:: Problem requirements ::
Render every line of the records below as a JSON list of strings, one string per line, with blank lines dropped. Leave the pictures out.

— BEGIN Record set —

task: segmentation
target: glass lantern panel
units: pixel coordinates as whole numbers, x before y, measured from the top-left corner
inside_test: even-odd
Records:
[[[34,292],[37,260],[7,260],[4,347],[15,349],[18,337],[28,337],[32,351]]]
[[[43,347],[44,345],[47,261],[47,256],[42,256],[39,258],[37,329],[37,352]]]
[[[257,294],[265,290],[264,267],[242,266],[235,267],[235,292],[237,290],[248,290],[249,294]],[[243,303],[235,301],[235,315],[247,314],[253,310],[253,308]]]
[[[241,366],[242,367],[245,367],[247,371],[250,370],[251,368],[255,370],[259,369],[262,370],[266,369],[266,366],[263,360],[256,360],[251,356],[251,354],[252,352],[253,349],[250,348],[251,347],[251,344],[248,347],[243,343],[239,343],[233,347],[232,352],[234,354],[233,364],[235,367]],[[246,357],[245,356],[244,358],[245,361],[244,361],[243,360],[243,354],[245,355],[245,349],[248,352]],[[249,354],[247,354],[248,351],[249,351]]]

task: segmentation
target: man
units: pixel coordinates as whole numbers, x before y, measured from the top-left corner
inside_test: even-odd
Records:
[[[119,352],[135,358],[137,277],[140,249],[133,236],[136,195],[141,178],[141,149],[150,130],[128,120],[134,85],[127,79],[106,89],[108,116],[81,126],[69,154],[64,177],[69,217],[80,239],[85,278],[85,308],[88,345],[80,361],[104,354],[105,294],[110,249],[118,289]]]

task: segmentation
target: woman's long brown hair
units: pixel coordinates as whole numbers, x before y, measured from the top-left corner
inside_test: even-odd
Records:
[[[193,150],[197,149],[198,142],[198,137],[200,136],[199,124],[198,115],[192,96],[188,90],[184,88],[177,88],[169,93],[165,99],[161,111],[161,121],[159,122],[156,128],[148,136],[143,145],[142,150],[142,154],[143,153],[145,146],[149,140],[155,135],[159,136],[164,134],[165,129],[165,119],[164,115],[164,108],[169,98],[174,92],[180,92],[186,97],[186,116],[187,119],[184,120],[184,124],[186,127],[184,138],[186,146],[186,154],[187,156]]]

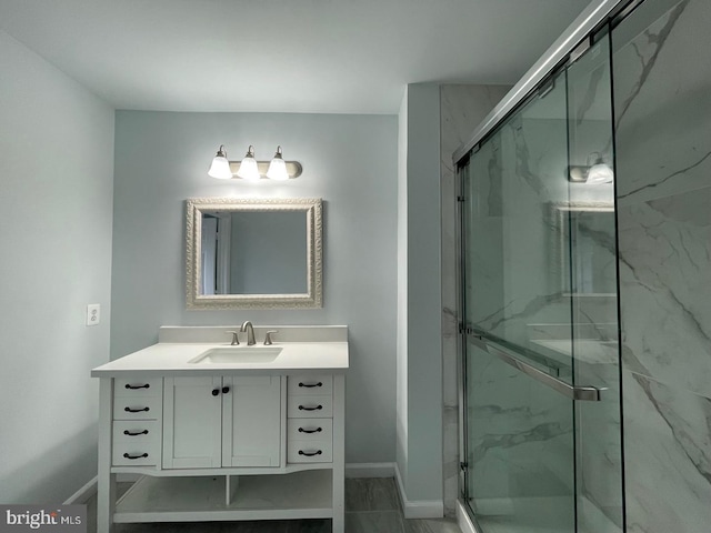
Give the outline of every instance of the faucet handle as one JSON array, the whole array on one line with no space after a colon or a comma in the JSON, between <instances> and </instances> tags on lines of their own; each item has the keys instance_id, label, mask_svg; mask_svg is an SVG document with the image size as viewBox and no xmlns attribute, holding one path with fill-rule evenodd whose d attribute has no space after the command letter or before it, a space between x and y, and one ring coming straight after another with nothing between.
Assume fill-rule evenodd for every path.
<instances>
[{"instance_id":1,"label":"faucet handle","mask_svg":"<svg viewBox=\"0 0 711 533\"><path fill-rule=\"evenodd\" d=\"M279 330L269 330L267 331L267 333L264 333L264 345L266 346L271 346L273 344L271 335L272 333L279 333Z\"/></svg>"},{"instance_id":2,"label":"faucet handle","mask_svg":"<svg viewBox=\"0 0 711 533\"><path fill-rule=\"evenodd\" d=\"M230 343L232 346L237 346L240 343L240 340L237 336L237 331L226 331L226 333L232 333L232 342Z\"/></svg>"}]
</instances>

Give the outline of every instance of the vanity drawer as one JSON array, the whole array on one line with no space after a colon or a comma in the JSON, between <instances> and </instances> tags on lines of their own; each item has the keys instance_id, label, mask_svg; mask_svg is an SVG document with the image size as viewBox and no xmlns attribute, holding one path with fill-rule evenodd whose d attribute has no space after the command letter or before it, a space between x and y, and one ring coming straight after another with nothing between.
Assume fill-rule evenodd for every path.
<instances>
[{"instance_id":1,"label":"vanity drawer","mask_svg":"<svg viewBox=\"0 0 711 533\"><path fill-rule=\"evenodd\" d=\"M113 396L161 396L163 394L163 379L150 378L146 379L126 379L117 378L113 380Z\"/></svg>"},{"instance_id":2,"label":"vanity drawer","mask_svg":"<svg viewBox=\"0 0 711 533\"><path fill-rule=\"evenodd\" d=\"M290 395L287 405L290 419L329 419L333 416L331 394Z\"/></svg>"},{"instance_id":3,"label":"vanity drawer","mask_svg":"<svg viewBox=\"0 0 711 533\"><path fill-rule=\"evenodd\" d=\"M113 420L160 419L162 396L117 396L113 399Z\"/></svg>"},{"instance_id":4,"label":"vanity drawer","mask_svg":"<svg viewBox=\"0 0 711 533\"><path fill-rule=\"evenodd\" d=\"M333 443L330 441L292 441L287 444L288 463L331 463Z\"/></svg>"},{"instance_id":5,"label":"vanity drawer","mask_svg":"<svg viewBox=\"0 0 711 533\"><path fill-rule=\"evenodd\" d=\"M332 394L332 375L290 375L289 394Z\"/></svg>"},{"instance_id":6,"label":"vanity drawer","mask_svg":"<svg viewBox=\"0 0 711 533\"><path fill-rule=\"evenodd\" d=\"M333 421L331 419L289 419L287 442L326 441L333 442Z\"/></svg>"},{"instance_id":7,"label":"vanity drawer","mask_svg":"<svg viewBox=\"0 0 711 533\"><path fill-rule=\"evenodd\" d=\"M159 461L160 434L157 420L113 422L113 464L154 465Z\"/></svg>"}]
</instances>

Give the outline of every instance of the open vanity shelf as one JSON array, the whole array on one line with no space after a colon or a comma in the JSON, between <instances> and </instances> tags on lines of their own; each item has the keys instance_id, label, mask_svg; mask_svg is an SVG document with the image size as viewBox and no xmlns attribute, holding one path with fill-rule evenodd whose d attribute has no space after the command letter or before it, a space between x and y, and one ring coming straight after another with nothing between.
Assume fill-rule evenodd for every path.
<instances>
[{"instance_id":1,"label":"open vanity shelf","mask_svg":"<svg viewBox=\"0 0 711 533\"><path fill-rule=\"evenodd\" d=\"M234 476L142 476L117 502L114 523L332 519L330 470Z\"/></svg>"}]
</instances>

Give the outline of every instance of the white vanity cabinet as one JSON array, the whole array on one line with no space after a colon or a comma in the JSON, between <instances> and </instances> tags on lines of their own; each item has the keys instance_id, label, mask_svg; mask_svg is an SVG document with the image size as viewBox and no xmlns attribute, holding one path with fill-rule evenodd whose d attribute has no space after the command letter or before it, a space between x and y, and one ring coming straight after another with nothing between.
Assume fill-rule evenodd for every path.
<instances>
[{"instance_id":1,"label":"white vanity cabinet","mask_svg":"<svg viewBox=\"0 0 711 533\"><path fill-rule=\"evenodd\" d=\"M280 466L279 375L171 376L163 383L163 469Z\"/></svg>"},{"instance_id":2,"label":"white vanity cabinet","mask_svg":"<svg viewBox=\"0 0 711 533\"><path fill-rule=\"evenodd\" d=\"M98 533L294 519L344 532L348 330L278 329L267 351L226 343L233 328L161 328L159 343L92 370ZM134 483L117 497L122 476Z\"/></svg>"}]
</instances>

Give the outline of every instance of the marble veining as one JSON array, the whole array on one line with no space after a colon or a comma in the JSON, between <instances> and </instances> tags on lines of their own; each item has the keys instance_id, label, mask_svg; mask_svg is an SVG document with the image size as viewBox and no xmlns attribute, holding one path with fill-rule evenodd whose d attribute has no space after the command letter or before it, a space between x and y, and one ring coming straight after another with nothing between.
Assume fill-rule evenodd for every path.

— END Record set —

:: Solution below ::
[
  "task: segmentation",
  "target: glass lantern panel",
  "units: pixel coordinates as whole numbers, x before y, measured from the top-left corner",
  "inside_test: even-odd",
  "Records:",
  "[[[34,292],[37,260],[7,260],[4,347],[15,349],[18,337],[28,337],[32,351]]]",
  "[[[43,347],[44,345],[47,261],[47,256],[42,256],[39,258],[37,329],[37,352]]]",
  "[[[257,294],[265,290],[264,267],[242,266],[235,267],[235,292],[237,290],[248,290],[249,294]],[[243,303],[235,301],[235,315],[247,314],[253,310],[253,308]]]",
  "[[[241,366],[242,367],[245,367],[247,371],[250,370],[251,368],[255,370],[259,369],[262,370],[266,369],[266,366],[263,360],[256,360],[251,356],[251,354],[252,352],[253,349],[250,348],[251,347],[251,344],[248,347],[243,343],[239,343],[233,347],[232,352],[234,354],[233,364],[235,367]],[[246,357],[245,356],[244,358],[245,361],[244,361],[243,360],[243,354],[245,355],[245,349],[248,352]],[[249,354],[247,354],[248,351],[249,351]]]",
  "task: segmentation",
  "target: man",
  "units: pixel coordinates as whole numbers, x before y, measured from the top-left corner",
  "inside_test: even-odd",
  "Records:",
  "[[[119,352],[135,358],[137,277],[140,249],[133,236],[136,195],[141,178],[141,149],[150,130],[128,120],[134,85],[127,79],[106,89],[108,116],[81,126],[69,154],[64,177],[69,217],[80,239],[85,278],[85,308],[88,345],[80,361],[104,354],[105,294],[110,249],[118,289]]]",
  "task: segmentation",
  "target: woman's long brown hair",
  "units: pixel coordinates as whole numbers, x before y, measured from the top-left corner",
  "inside_test: even-odd",
  "Records:",
  "[[[193,150],[197,149],[198,142],[198,137],[200,136],[199,124],[198,115],[192,96],[188,90],[184,88],[177,88],[169,93],[165,99],[161,111],[161,121],[159,122],[156,128],[148,136],[143,145],[142,150],[142,154],[143,153],[145,146],[149,140],[155,135],[159,136],[164,134],[165,129],[165,119],[164,115],[164,108],[169,98],[174,92],[180,92],[186,97],[186,116],[187,119],[184,120],[184,124],[186,127],[184,138],[186,146],[186,154],[187,156]]]",
  "Give the outline of every instance of the faucet handle as one JSON array, the whole array on one line with no space after a colon or a comma in the JSON, between <instances> and </instances> tags on lines of their own; each item has the keys instance_id, label, mask_svg; mask_svg is an SVG document with the image size as viewBox and no xmlns attribute, holding one path with fill-rule evenodd whose d attribute has no space after the command letter or before it, a space between x and y, and one ring coming straight after another with nothing between.",
  "Assume fill-rule evenodd for every path.",
  "<instances>",
  "[{\"instance_id\":1,\"label\":\"faucet handle\",\"mask_svg\":\"<svg viewBox=\\\"0 0 711 533\\\"><path fill-rule=\\\"evenodd\\\" d=\\\"M279 330L269 330L267 331L267 333L264 333L264 345L266 346L271 346L273 344L271 335L272 333L279 333Z\\\"/></svg>\"},{\"instance_id\":2,\"label\":\"faucet handle\",\"mask_svg\":\"<svg viewBox=\\\"0 0 711 533\\\"><path fill-rule=\\\"evenodd\\\" d=\\\"M230 343L232 346L237 346L240 343L240 340L237 336L237 331L226 331L226 333L232 333L232 342Z\\\"/></svg>\"}]",
  "</instances>",
  "Give the outline of every instance of the vanity drawer as one JSON array, the whole array on one line with no space after a colon or a comma in the JSON, between <instances> and </instances> tags on lines of their own; each item has the keys instance_id, label, mask_svg; mask_svg is an SVG document with the image size as viewBox and no xmlns attribute, holding one path with fill-rule evenodd whose d attribute has no space after the command letter or before it, a space between x and y, and one ring coming straight after another with nothing between.",
  "Assume fill-rule evenodd for every path.",
  "<instances>",
  "[{\"instance_id\":1,\"label\":\"vanity drawer\",\"mask_svg\":\"<svg viewBox=\\\"0 0 711 533\\\"><path fill-rule=\\\"evenodd\\\" d=\\\"M113 396L161 396L163 394L163 379L150 378L146 379L126 379L117 378L113 380Z\\\"/></svg>\"},{\"instance_id\":2,\"label\":\"vanity drawer\",\"mask_svg\":\"<svg viewBox=\\\"0 0 711 533\\\"><path fill-rule=\\\"evenodd\\\" d=\\\"M290 395L287 405L290 419L329 419L333 416L331 394Z\\\"/></svg>\"},{\"instance_id\":3,\"label\":\"vanity drawer\",\"mask_svg\":\"<svg viewBox=\\\"0 0 711 533\\\"><path fill-rule=\\\"evenodd\\\" d=\\\"M113 420L160 419L162 396L117 396L113 399Z\\\"/></svg>\"},{\"instance_id\":4,\"label\":\"vanity drawer\",\"mask_svg\":\"<svg viewBox=\\\"0 0 711 533\\\"><path fill-rule=\\\"evenodd\\\" d=\\\"M333 443L330 441L292 441L287 444L288 463L331 463Z\\\"/></svg>\"},{\"instance_id\":5,\"label\":\"vanity drawer\",\"mask_svg\":\"<svg viewBox=\\\"0 0 711 533\\\"><path fill-rule=\\\"evenodd\\\" d=\\\"M332 394L332 375L290 375L289 394Z\\\"/></svg>\"},{\"instance_id\":6,\"label\":\"vanity drawer\",\"mask_svg\":\"<svg viewBox=\\\"0 0 711 533\\\"><path fill-rule=\\\"evenodd\\\" d=\\\"M333 421L331 419L289 419L287 442L326 441L333 442Z\\\"/></svg>\"},{\"instance_id\":7,\"label\":\"vanity drawer\",\"mask_svg\":\"<svg viewBox=\\\"0 0 711 533\\\"><path fill-rule=\\\"evenodd\\\" d=\\\"M159 461L160 434L157 420L113 422L113 464L154 465Z\\\"/></svg>\"}]",
  "</instances>",
  "Give the outline of every instance of the open vanity shelf as one JSON array, the whole array on one line with no space after a colon or a comma in the JSON, between <instances> and </instances> tags on lines of their own; each item has the keys instance_id, label, mask_svg; mask_svg is an SVG document with the image size as viewBox and no xmlns attribute, holding one path with fill-rule evenodd whose d attribute has no space after the command letter or before it, a space between x and y, and one ring coming straight after another with nothing between.",
  "Assume fill-rule evenodd for every path.",
  "<instances>",
  "[{\"instance_id\":1,\"label\":\"open vanity shelf\",\"mask_svg\":\"<svg viewBox=\\\"0 0 711 533\\\"><path fill-rule=\\\"evenodd\\\" d=\\\"M234 476L142 476L117 502L114 523L332 519L330 470Z\\\"/></svg>\"}]",
  "</instances>",
  "Give the outline of every instance of the white vanity cabinet as one JSON array, the whole array on one line with no space after a colon or a comma in the JSON, between <instances> and </instances> tags on lines of their own; each item has the keys instance_id, label, mask_svg; mask_svg is an SVG document with the image size as viewBox and no xmlns attribute, holding one path with fill-rule evenodd whose d attribute has no space after the command letter or before it, a space between x and y, and one ring coming straight after another with nothing between.",
  "Assume fill-rule evenodd for every path.",
  "<instances>",
  "[{\"instance_id\":1,\"label\":\"white vanity cabinet\",\"mask_svg\":\"<svg viewBox=\\\"0 0 711 533\\\"><path fill-rule=\\\"evenodd\\\" d=\\\"M280 466L279 375L171 376L163 383L163 469Z\\\"/></svg>\"},{\"instance_id\":2,\"label\":\"white vanity cabinet\",\"mask_svg\":\"<svg viewBox=\\\"0 0 711 533\\\"><path fill-rule=\\\"evenodd\\\" d=\\\"M98 533L294 519L344 532L348 330L278 329L267 351L226 343L233 328L161 328L159 343L92 370ZM134 483L117 497L122 476Z\\\"/></svg>\"}]",
  "</instances>",
  "Give the outline of every instance of the marble veining as one JSON array, the whole array on one line with no space after a colon or a comma in the JSON, between <instances> and </instances> tags on lines of their own; each item has the keys instance_id, label, mask_svg; mask_svg is an SVG document with the image size as viewBox and no xmlns attribute, holding one path with fill-rule evenodd whose d attribute has no space after the command letter or before it, a space between x and y, and one ring coming straight after another with nothing between.",
  "Assume fill-rule evenodd for every path."
]